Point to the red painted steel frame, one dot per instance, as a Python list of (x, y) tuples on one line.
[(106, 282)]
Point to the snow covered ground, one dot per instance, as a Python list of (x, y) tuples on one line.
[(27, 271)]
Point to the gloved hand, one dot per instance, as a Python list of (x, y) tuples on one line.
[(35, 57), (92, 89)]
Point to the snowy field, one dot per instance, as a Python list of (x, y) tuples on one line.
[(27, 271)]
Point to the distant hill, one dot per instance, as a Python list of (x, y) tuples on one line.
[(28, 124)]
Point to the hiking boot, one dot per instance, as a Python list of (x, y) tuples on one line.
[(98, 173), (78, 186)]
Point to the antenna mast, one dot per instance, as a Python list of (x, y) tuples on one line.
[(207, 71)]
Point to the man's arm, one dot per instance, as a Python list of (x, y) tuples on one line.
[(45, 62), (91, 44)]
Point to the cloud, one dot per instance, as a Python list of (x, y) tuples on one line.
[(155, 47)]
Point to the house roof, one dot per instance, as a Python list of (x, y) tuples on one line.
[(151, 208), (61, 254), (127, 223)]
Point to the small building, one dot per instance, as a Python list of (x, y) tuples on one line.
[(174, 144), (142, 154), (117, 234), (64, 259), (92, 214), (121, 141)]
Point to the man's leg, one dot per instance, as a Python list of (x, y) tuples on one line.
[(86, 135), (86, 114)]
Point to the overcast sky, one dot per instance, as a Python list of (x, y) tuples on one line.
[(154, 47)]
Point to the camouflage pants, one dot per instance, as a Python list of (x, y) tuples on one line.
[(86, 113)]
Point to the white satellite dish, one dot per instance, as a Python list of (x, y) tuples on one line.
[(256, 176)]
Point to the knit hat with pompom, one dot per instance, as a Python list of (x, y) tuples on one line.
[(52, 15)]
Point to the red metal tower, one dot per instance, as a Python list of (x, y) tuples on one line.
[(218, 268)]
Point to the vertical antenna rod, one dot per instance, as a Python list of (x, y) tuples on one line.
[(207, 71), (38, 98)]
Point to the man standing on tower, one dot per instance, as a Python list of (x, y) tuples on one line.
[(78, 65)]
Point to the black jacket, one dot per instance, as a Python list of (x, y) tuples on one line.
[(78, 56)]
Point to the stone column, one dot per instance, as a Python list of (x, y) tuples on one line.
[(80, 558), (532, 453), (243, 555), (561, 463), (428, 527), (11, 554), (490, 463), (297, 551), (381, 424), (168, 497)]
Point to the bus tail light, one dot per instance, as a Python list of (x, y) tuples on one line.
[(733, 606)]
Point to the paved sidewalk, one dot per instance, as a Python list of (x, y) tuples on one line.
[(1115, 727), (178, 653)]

- **Problem description**
Reproduce all of the lines above word for word, including every answer.

- **Solution to this exercise**
Point to the red painted steel frame, one dot per instance, as a Python list of (x, y) tuples on one line.
[(106, 282)]
Point to the snow covered ground, one dot per instance, as a Python list of (x, y) tuples on one line.
[(27, 271)]
Point to the gloved hand, one dot per instance, as a Python list of (x, y) tuples on one line.
[(35, 57), (92, 89)]
Point to the snowy field, one dot per instance, as a Python list of (x, y) tuples on one line.
[(27, 271)]
Point to the distant hill, one dot per instance, as a Python list of (x, y) tuples on one line.
[(28, 124)]
Point to the hiking boot, one dot per instance, as a Python list of (x, y) tuples on one line.
[(98, 173), (78, 186)]
Point to the antenna mast, one dot per instance, as a Python list of (x, y) tuples on one line.
[(207, 71)]
Point to the man's arm, one dot per instance, as a Python list of (x, y) tuples on one line.
[(45, 62), (91, 44)]
Point to the cloud, one dot per instance, as a Python list of (x, y) tuples on one line.
[(155, 47)]
Point to the house roof, one dot per instance, as a Python list of (x, y) tuples on one line.
[(151, 208), (61, 254), (127, 223)]
Point to the small building, one dot per instance, as a Python list of (x, y) tuples on one line.
[(174, 144), (142, 154), (117, 234), (64, 259), (92, 214), (121, 141)]
Point to the man's leg, one dot per instance, as a Python list of (x, y) tuples on one line.
[(86, 135), (86, 114)]
Point to the overcast sky, one dot per instance, as a Python list of (x, y) tuples on one line.
[(154, 47)]
Point to the camouflage pants, one dot per instance, as a Python list of (x, y) tuples on one line.
[(86, 113)]
Point to the white satellite dish, one dot per instance, as a Python list of (x, y) tuples on one line.
[(256, 176)]
Point to the knit hat with pompom, one dot per instance, as a Python list of (x, y) tuples on one line.
[(52, 15)]
Point to the red metal tower, one dot per instance, as a Python list of (x, y) tuples on one line.
[(218, 268)]
Point to the vertical antenna rod, one dot per instance, as a Python list of (x, y) tuples on one line.
[(207, 71), (38, 98)]
Point to the man standing on tower, one dot per instance, as a Python list of (x, y) tuples on one line.
[(78, 65)]
Point to the black jacket, one dot per instance, as a Python list of (x, y) tuples on one line.
[(78, 56)]
Point to the stone column, one dot per instance, as a Python list of (x, y) tuples on one line.
[(80, 558), (532, 453), (243, 555), (561, 463), (428, 527), (11, 554), (490, 463), (297, 551), (381, 424), (168, 497)]
Point to the bus tail light, one dot per instance, as a Python list of (x, y) tuples on one line.
[(733, 606)]
Point to the paved sidewalk, one dot per instance, as a Python list of (x, y) tuples on one line.
[(1115, 727), (178, 653)]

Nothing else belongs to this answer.